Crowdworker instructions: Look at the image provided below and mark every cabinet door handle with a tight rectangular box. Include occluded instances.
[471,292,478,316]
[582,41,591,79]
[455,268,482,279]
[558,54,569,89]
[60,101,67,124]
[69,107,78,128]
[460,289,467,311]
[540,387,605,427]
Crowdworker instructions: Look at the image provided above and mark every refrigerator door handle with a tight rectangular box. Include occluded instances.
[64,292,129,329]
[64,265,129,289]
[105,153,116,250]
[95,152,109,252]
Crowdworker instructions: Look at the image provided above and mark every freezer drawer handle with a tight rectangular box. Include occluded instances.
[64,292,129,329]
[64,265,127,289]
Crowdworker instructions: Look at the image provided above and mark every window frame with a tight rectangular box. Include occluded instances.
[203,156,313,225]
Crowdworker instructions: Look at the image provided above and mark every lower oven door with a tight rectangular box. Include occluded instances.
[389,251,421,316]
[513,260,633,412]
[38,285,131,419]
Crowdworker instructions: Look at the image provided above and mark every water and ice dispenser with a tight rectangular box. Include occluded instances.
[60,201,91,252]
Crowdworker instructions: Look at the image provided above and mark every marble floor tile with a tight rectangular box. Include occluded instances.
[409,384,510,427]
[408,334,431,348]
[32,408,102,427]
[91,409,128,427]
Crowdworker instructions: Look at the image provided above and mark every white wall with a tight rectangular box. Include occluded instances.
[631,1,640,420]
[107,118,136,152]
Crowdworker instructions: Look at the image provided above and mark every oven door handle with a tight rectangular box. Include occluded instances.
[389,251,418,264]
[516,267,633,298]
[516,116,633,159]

GIVEN INSTRUCTION: With the line containing "mark every water" as the first and the last line of the records as the final one, print exactly the lines in that span.

RESULT FOR THIS TASK:
Crowdworker instructions: Look at the image provided above and mark every water and ice dispenser with a tight rectangular box. Include occluded instances.
[60,201,91,252]
Crowdworker instructions: Look at the image provided above and mark every marble floor tile with a tight rectangular box. Include occluded instances.
[409,384,510,427]
[408,334,431,348]
[32,408,102,427]
[91,409,128,427]
Crowdworker instructions: Look at the image provided above and mark every white wall with a tight rectangular box. Include occluded instances.
[631,1,640,420]
[107,118,136,152]
Crowdworker instructions: Look at the image provided above and mark every oven door handle with a tight rectangular box. Include occluded instances.
[389,251,418,264]
[516,267,633,298]
[516,116,633,159]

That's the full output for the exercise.